◆ **DO THIS**: Copy all the entries word for word, but omit the pictures.

:: DATA TO PROCESS

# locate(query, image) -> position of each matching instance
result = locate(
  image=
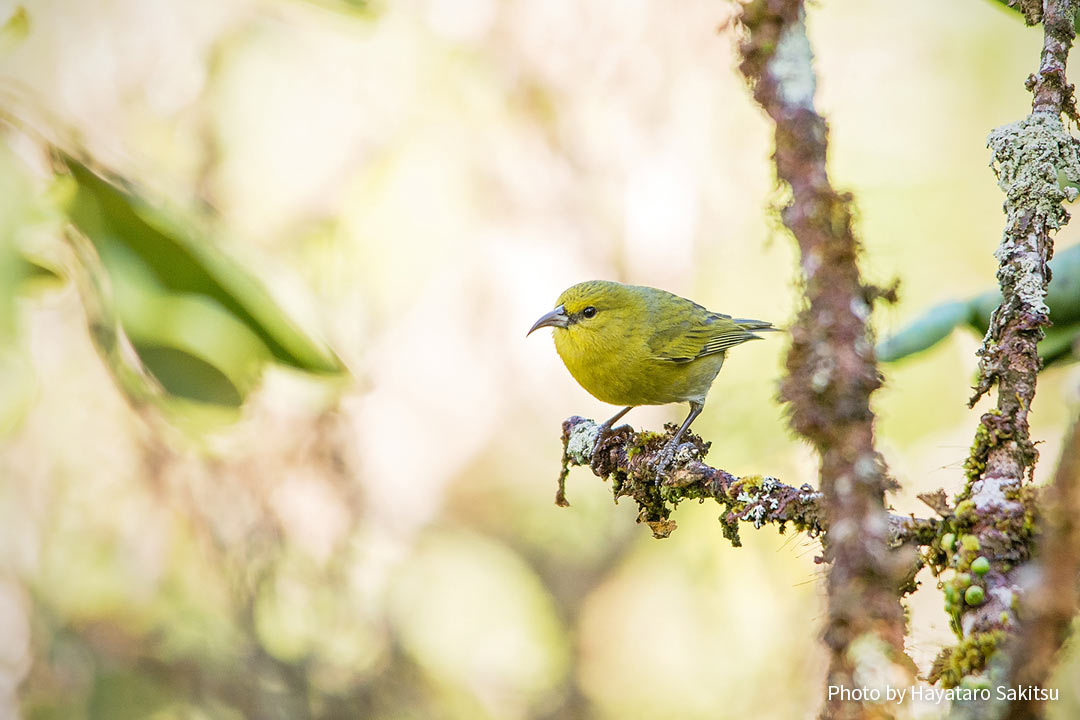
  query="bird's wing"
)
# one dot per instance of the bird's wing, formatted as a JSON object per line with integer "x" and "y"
{"x": 696, "y": 333}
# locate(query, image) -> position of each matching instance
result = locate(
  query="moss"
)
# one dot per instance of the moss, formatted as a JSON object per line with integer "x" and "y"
{"x": 968, "y": 657}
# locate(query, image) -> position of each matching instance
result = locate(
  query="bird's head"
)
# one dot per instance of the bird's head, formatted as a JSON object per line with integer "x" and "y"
{"x": 588, "y": 306}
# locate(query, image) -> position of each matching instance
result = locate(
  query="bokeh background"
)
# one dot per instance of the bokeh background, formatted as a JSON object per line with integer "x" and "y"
{"x": 415, "y": 182}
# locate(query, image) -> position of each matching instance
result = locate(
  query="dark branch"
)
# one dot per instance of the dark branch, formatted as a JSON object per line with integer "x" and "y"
{"x": 831, "y": 367}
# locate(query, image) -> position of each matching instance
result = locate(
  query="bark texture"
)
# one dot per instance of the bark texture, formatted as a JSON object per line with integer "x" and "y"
{"x": 831, "y": 368}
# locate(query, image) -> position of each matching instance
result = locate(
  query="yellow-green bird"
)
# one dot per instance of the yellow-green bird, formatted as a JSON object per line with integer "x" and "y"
{"x": 631, "y": 344}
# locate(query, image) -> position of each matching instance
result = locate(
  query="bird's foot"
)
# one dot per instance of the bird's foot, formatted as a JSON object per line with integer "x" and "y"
{"x": 664, "y": 459}
{"x": 597, "y": 458}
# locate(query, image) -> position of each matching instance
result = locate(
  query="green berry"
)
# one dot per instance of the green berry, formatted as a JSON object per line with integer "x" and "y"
{"x": 970, "y": 543}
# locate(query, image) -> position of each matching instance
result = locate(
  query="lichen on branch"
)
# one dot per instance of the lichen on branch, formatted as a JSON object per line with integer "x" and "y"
{"x": 629, "y": 460}
{"x": 996, "y": 511}
{"x": 831, "y": 367}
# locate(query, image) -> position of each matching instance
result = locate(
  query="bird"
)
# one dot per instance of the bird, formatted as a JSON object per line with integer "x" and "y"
{"x": 633, "y": 344}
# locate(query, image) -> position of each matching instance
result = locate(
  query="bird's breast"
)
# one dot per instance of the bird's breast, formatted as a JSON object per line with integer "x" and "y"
{"x": 631, "y": 375}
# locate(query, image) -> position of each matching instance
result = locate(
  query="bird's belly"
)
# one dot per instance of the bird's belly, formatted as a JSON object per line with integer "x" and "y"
{"x": 630, "y": 380}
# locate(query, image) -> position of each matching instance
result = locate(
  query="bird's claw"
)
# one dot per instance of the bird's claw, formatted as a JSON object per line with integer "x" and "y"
{"x": 602, "y": 434}
{"x": 664, "y": 459}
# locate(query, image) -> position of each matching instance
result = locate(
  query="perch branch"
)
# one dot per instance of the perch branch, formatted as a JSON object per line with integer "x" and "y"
{"x": 1051, "y": 602}
{"x": 831, "y": 367}
{"x": 630, "y": 460}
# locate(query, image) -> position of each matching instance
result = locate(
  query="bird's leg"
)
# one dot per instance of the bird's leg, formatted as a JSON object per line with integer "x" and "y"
{"x": 604, "y": 431}
{"x": 669, "y": 452}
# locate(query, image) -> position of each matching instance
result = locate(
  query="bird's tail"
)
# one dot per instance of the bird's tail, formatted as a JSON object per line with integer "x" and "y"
{"x": 746, "y": 324}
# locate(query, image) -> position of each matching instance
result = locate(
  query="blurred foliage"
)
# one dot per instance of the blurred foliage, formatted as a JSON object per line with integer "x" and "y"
{"x": 1058, "y": 345}
{"x": 201, "y": 324}
{"x": 422, "y": 179}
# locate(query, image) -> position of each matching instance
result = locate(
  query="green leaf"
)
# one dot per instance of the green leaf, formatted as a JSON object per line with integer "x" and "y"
{"x": 1063, "y": 299}
{"x": 200, "y": 322}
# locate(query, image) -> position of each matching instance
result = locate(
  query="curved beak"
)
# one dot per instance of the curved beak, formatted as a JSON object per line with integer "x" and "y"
{"x": 556, "y": 317}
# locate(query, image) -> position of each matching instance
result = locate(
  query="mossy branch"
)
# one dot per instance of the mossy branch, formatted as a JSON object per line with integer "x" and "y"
{"x": 832, "y": 371}
{"x": 629, "y": 460}
{"x": 996, "y": 514}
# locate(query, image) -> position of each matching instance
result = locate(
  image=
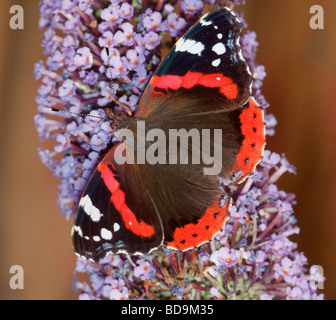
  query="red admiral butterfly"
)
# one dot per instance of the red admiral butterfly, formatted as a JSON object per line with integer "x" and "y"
{"x": 203, "y": 83}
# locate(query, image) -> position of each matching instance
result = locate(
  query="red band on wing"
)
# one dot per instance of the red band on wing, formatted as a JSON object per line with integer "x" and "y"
{"x": 139, "y": 228}
{"x": 192, "y": 235}
{"x": 216, "y": 80}
{"x": 253, "y": 129}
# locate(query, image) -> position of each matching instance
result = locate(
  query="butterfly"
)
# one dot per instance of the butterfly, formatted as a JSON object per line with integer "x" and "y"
{"x": 204, "y": 83}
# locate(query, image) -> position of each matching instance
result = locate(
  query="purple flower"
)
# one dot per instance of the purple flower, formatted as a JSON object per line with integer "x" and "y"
{"x": 135, "y": 59}
{"x": 111, "y": 15}
{"x": 238, "y": 214}
{"x": 225, "y": 257}
{"x": 125, "y": 35}
{"x": 83, "y": 58}
{"x": 294, "y": 293}
{"x": 67, "y": 90}
{"x": 223, "y": 236}
{"x": 191, "y": 6}
{"x": 106, "y": 40}
{"x": 175, "y": 24}
{"x": 144, "y": 271}
{"x": 152, "y": 21}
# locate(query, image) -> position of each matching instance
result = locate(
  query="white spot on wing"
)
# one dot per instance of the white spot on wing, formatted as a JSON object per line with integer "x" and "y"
{"x": 219, "y": 48}
{"x": 78, "y": 230}
{"x": 106, "y": 234}
{"x": 90, "y": 209}
{"x": 189, "y": 45}
{"x": 205, "y": 23}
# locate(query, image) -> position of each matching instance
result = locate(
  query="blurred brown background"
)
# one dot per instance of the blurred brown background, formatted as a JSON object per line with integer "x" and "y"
{"x": 300, "y": 86}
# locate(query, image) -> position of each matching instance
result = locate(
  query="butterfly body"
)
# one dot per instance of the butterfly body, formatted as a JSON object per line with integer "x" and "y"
{"x": 203, "y": 87}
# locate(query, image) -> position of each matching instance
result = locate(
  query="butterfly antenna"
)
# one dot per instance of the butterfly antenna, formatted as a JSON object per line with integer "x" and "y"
{"x": 76, "y": 113}
{"x": 114, "y": 97}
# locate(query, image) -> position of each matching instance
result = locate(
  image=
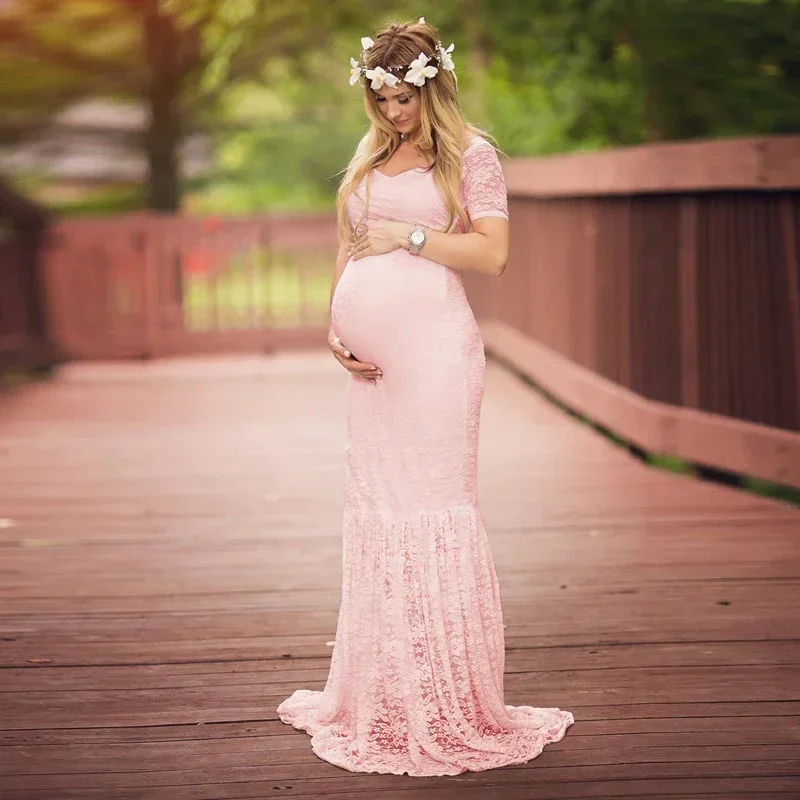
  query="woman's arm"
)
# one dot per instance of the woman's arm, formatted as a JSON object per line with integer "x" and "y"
{"x": 341, "y": 262}
{"x": 484, "y": 249}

::::

◆ **WRITTEN REPLY**:
# locate(query, image) -> position of each matching instance
result = locate(
  image=
  query="bird's wing"
)
# one dot per instance of the bird's wing, formatted as a JSON object per line with integer "x" and "y"
{"x": 696, "y": 333}
# locate(query, image) -> position of each matching instance
result = locate(
  query="moss"
)
# one dot per instance of the moss, formatted as a JSON object per line with integer "x" and "y"
{"x": 968, "y": 657}
# locate(query, image) -> position of each matching instance
result = locate(
  query="bird's head"
)
# one dot per instance of the bird's head, formatted as a JSON object per line with integer "x" and "y"
{"x": 588, "y": 306}
# locate(query, image) -> position of each matching instance
result = locate(
  query="bokeh background"
)
# one dot per instance of the bokeh background, formatted as a JSON object per line with integer "x" and "y"
{"x": 415, "y": 182}
# locate(query, image) -> position of each matching instance
result = locate(
  query="dark branch"
)
# one dot per instance of the dark branch, formatted as a JSON object per line with integer "x" and "y"
{"x": 831, "y": 367}
# locate(query, image) -> position of each matching instance
result = locate(
  query="bark texture"
)
# one dot per instance of the bark texture, formatted as a JSON object per line with integer "x" and "y"
{"x": 831, "y": 368}
# locate(query, image) -> position of each matching instance
result = locate(
  query="yellow-green bird"
)
# one dot per instance of the yellow-green bird, formatted as a JSON object per line with integer "x" and "y"
{"x": 631, "y": 344}
# locate(query, image) -> position of each matching instance
result = locate(
  query="bird's foot"
)
# one dot per instance of the bird's foot, formatted as a JSON object per line with integer "x" and "y"
{"x": 664, "y": 459}
{"x": 597, "y": 458}
# locate(query, image) -> position of each matching instance
result = locate(
  query="green berry"
)
# one dot per instance of the green berry, formatted as a JSON object per line with integer "x" and "y"
{"x": 970, "y": 543}
# locate(query, image) -> position of each matching instance
result = locate(
  query="lichen on branch"
)
# one dot per instance of the lichen on branch, formatted as a JSON object per line with integer "x" and "y"
{"x": 629, "y": 460}
{"x": 996, "y": 511}
{"x": 831, "y": 367}
# locate(query, image) -> position of each matching instance
result = locate(
  query="bird"
)
# one dot per instance of the bird, formatted as a JSON object per line with integer "x" and "y"
{"x": 633, "y": 344}
# locate(query, image) -> position of each matching instance
result = locate(
  query="bird's breast"
)
# one dot per instance of the bird's breast, formatted as a JSON object per line with integer "x" and "y"
{"x": 631, "y": 375}
# locate(query, image) -> position of each matching instance
result = locate(
  query="bird's belly"
)
# one dot per instance of the bird's belly, formatted as a JSON object per line with integer "x" and "y"
{"x": 630, "y": 380}
# locate(query, image) -> position of each matching instance
result = locate(
  query="bird's claw"
)
# one dot per instance of the bird's claw, formatted as a JSON object per line with integer "x" and "y"
{"x": 602, "y": 434}
{"x": 664, "y": 459}
# locate(query, image) -> position of each matching instance
result = locate(
  query="perch branch"
)
# one dot per instance of the perch branch, formatted as a JSON object per line with integer "x" and "y"
{"x": 1051, "y": 602}
{"x": 831, "y": 367}
{"x": 630, "y": 460}
# locate(query, image) -> position of each matching instance
result = locate(
  query="bird's leg"
)
# one dot per instance of the bird's leg, formatted as a JSON object per line with integer "x" and "y"
{"x": 604, "y": 431}
{"x": 669, "y": 452}
# locate(query, image) -> position of each matching instance
result = locate(
  query="bird's tail"
)
# one dot per instance of the bird's tail, formatted as a JSON object per line with integer "x" and "y"
{"x": 746, "y": 324}
# locate(query, image) -> position of each matching instance
result = locate(
  query="blurred foliage"
)
# one dot per instance of the blurred foliage, formatted as a JSON object per line with integer "x" and "y"
{"x": 1058, "y": 345}
{"x": 201, "y": 324}
{"x": 422, "y": 179}
# locate(query, image) -> position of each matching instance
result = locate(
  query="green leaf"
)
# one dot per instance of the green leaf, formatted as a JSON object per line with integer "x" and "y"
{"x": 1063, "y": 299}
{"x": 200, "y": 322}
# locate(query, image) -> position of each matching instance
result = locate(
  query="curved beak"
)
# one dot per instance of the curved beak, formatted as a JSON object per line with integer "x" and "y"
{"x": 556, "y": 317}
# locate(query, image) -> position of each matching instance
result = locate(
  query="mossy branch"
)
# one dot per instance of the mossy branch, formatted as a JSON object per line with integer "x" and "y"
{"x": 832, "y": 371}
{"x": 629, "y": 460}
{"x": 996, "y": 514}
# locate(query, image) -> position of each matching instance
result = locate(
  image=
  query="red admiral butterfly"
)
# one dot per instance of the red admiral butterfly, formatted as a JSON object per line with integer "x" and "y"
{"x": 203, "y": 83}
# locate(query, image) -> position of each matching instance
result = locate(
  query="red band on wing"
)
# one dot per instance of the red band on wing, formatted as a JSON object per line with integer "x" and "y"
{"x": 139, "y": 228}
{"x": 192, "y": 235}
{"x": 216, "y": 80}
{"x": 253, "y": 129}
# locate(query, image) -> position of each matching instance
result = locate(
  query="butterfly"
)
# one dot per instance of the butterfly, formatted as a JSON object per line with integer "x" and "y"
{"x": 204, "y": 83}
# locate(query, image) -> position of each matching instance
result = locate(
  query="purple flower"
)
# one dot per instance of the purple flower, formatted as a JSON object per line with integer "x" and "y"
{"x": 135, "y": 59}
{"x": 111, "y": 15}
{"x": 238, "y": 214}
{"x": 225, "y": 257}
{"x": 125, "y": 35}
{"x": 83, "y": 58}
{"x": 294, "y": 293}
{"x": 67, "y": 90}
{"x": 223, "y": 236}
{"x": 191, "y": 6}
{"x": 106, "y": 40}
{"x": 175, "y": 24}
{"x": 144, "y": 271}
{"x": 152, "y": 21}
# locate(query, image) -> position of each matching instance
result = locate(
  query="white spot on wing"
)
# one dot per instance of the white spot on wing, formatted as a JSON object per line with integer "x" and "y"
{"x": 219, "y": 48}
{"x": 78, "y": 230}
{"x": 106, "y": 234}
{"x": 90, "y": 209}
{"x": 189, "y": 45}
{"x": 205, "y": 23}
# locate(query, image) -> position of each matching instance
result = locate(
  query="blurred brown background"
)
# one dot per instance of the blurred brown background, formatted as a JSON object per line with integer "x" and "y"
{"x": 300, "y": 86}
# locate(query, image) -> position of each matching instance
result = locate(
  query="butterfly body"
)
# one dot per instance of the butterfly body, formatted as a JSON object per line with integer "x" and "y"
{"x": 203, "y": 87}
# locate(query, image) -> position of each matching instance
result = locate(
  query="butterfly antenna"
)
# one dot per instance of the butterfly antenna, formatted as a JSON object per line with integer "x" and "y"
{"x": 76, "y": 113}
{"x": 114, "y": 97}
# locate(query, image) -> position of each matching instance
result = locate(
  image=
  query="woman's arm"
)
# one dot per instance of the woman's arm, formatted as a JSON object per line with integer "x" and "y"
{"x": 341, "y": 262}
{"x": 484, "y": 249}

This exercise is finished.